* [本文]
第11話 「生きる」1952年 脚本 黒澤明・橋本忍・小国英雄

「生きる」1952年 脚本 黒澤明・橋本忍・小国英雄 日本版「罪と罰」Ⅲ


「人みな生を楽しまざるは死を恐れざるが故なり」「死を恐れざるにはあらず,死の

 近きことを忘るるなり」「されば、人、死を憎まば、生を愛すべし。存命の喜び、日々に楽しまざらんや」(徒然草 第九十三段)


 ある市役所の職員(渡邉さん)が、勤続三十年のあいだ失っていたファイティング・スピリッツ(戦う心)を取り戻し、お役所仕事の呪いと死の恐怖を取り払い、本当に人間として生きる道を見つけて死んでいく、という物語。生きる屍(魂の死んだゾンビのような生き物)が、余命半年という人生の土壇場になって、ようやく人間になれた。題名は「生きる」だが、実際には魂の死んだ人間ばかりが登場するのがこの映画である。

 手塚治虫の漫画「どろろ(1967年)」や、テレビ漫画「妖怪人間ベム1968年(早く人間になりたい!)」は、この映画からヒントを得たのではないだろうか。


 主人公が五十歳を過ぎてから、真の人間とは何かに気ついたという点では、前作「

 醜聞」の弁護士とこの市役所の職員は同じ。そして彼ら二人は、心のきれいな少女によって心の大切さ・安心所(あんしんどころ)を見いだしたという点で、ドストエフスキー「罪と罰」の主人公ラスコールニコフと、仲間である。

* [演習の目標]
映画「生きる」を論じた本文のうち、「ある市役所の職員(渡邉さん)」を含む語句で始まり「トを得たのではないだろうか。」で終わる箇所を、一字一句変えずに書き写せ。 項目は本文とは独立した別の資料である。

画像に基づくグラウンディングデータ
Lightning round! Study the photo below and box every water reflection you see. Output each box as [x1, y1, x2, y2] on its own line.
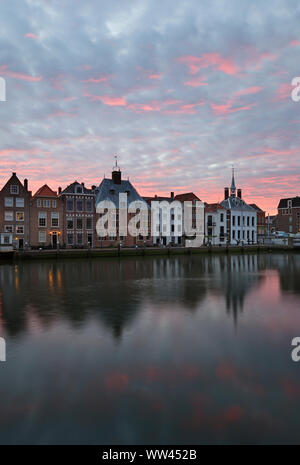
[0, 254, 300, 444]
[0, 255, 272, 338]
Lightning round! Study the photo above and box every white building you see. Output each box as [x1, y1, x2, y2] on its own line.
[221, 171, 257, 245]
[205, 203, 227, 245]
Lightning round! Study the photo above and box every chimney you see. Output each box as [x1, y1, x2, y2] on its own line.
[111, 170, 121, 184]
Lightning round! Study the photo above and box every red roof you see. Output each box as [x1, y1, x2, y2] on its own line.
[33, 184, 57, 197]
[205, 203, 226, 213]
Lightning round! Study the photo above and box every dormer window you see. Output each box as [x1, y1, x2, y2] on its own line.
[10, 184, 19, 194]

* [解答]
ある市役所の職員(渡邉さん)が、勤続三十年のあいだ失っていたファイティング・スピリッツ(戦う心)を取り戻し、お役所仕事の呪いと死の恐怖を取り払い、本当に人間として生きる道を見つけて死んでいく、という物語。生きる屍(魂の死んだゾンビのような生き物)が、余命半年という人生の土壇場になって、ようやく人間になれた。題名は「生きる」だが、実際には魂の死んだ人間ばかりが登場するのがこの映画である。

 手塚治虫の漫画「どろろ(1967年)」や、テレビ漫画「妖怪人間ベム1968年(早く人間になりたい!)」は、この映画からヒントを得たのではないだろうか。